#### [Description of the task]
Reproduce the Spark Summit Europe 2016 article word for word and in full.
====== Passage for review ======
5 Key Topics of Spark Summit Europe 2016

BigData Republic
bigdatarepublic
Published in
5 min readNov 2, 2016

One of the tools BigData Republic uses for its large scale data crunching is Apache Spark. While Spark at first was mainly focused on processing large amounts of data in an efficient way, it is continuing to increase support for major machine learning algorithms. This way, it is becoming the defacto standard for data science and big data engineering.

Together with my colleagues Gerben Oostra and Alexander Backus, I attended the Spark Summit in Brussels last week. In this blog post, I will discuss the (in my opinion) 5 main topics to keep you updated with the state-of-the-art developments.

Note that all of the talks from this Spark Summit will be freely available on the official site, expected the 4th of November.

1. Deep Learning support

This is one of the coolest additions for Spark. Using Tensorframes, which are basically a wrapper around the TensorFlow framework, it is possible to utilize the GPUs that might be available on worker nodes for the purpose of training deep neural networks. In fact, all machine learning algorithms implemented in TensorFlow should become available this way.

The idea is to utilize Spark’s distributed features to (horizontally) distribute relevant input parameters over the worker nodes, and then use TensorFlow to (vertically) optimise computations for specific node hardware including GPUs. This is especially handy if you want to run compute intensive parameter tuning jobs for your machine learning model.
====== Supplied data ======
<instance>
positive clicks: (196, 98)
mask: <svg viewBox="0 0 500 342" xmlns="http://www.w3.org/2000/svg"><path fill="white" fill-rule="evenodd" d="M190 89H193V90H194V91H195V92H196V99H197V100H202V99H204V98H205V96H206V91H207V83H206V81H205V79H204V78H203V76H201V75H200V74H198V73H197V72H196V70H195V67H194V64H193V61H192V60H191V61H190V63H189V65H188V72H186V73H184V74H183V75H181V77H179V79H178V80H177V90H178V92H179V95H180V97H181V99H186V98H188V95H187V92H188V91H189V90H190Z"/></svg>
======
#### [Problem solution]
5 Key Topics of Spark Summit Europe 2016

BigData Republic
bigdatarepublic
Published in
5 min readNov 2, 2016

One of the tools BigData Republic uses for its large scale data crunching is Apache Spark. While Spark at first was mainly focused on processing large amounts of data in an efficient way, it is continuing to increase support for major machine learning algorithms. This way, it is becoming the defacto standard for data science and big data engineering.

Together with my colleagues Gerben Oostra and Alexander Backus, I attended the Spark Summit in Brussels last week. In this blog post, I will discuss the (in my opinion) 5 main topics to keep you updated with the state-of-the-art developments.

Note that all of the talks from this Spark Summit will be freely available on the official site, expected the 4th of November.

1. Deep Learning support

This is one of the coolest additions for Spark. Using Tensorframes, which are basically a wrapper around the TensorFlow framework, it is possible to utilize the GPUs that might be available on worker nodes for the purpose of training deep neural networks. In fact, all machine learning algorithms implemented in TensorFlow should become available this way.

The idea is to utilize Spark’s distributed features to (horizontally) distribute relevant input parameters over the worker nodes, and then use TensorFlow to (vertically) optimise computations for specific node hardware including GPUs. This is especially handy if you want to run compute intensive parameter tuning jobs for your machine learning model.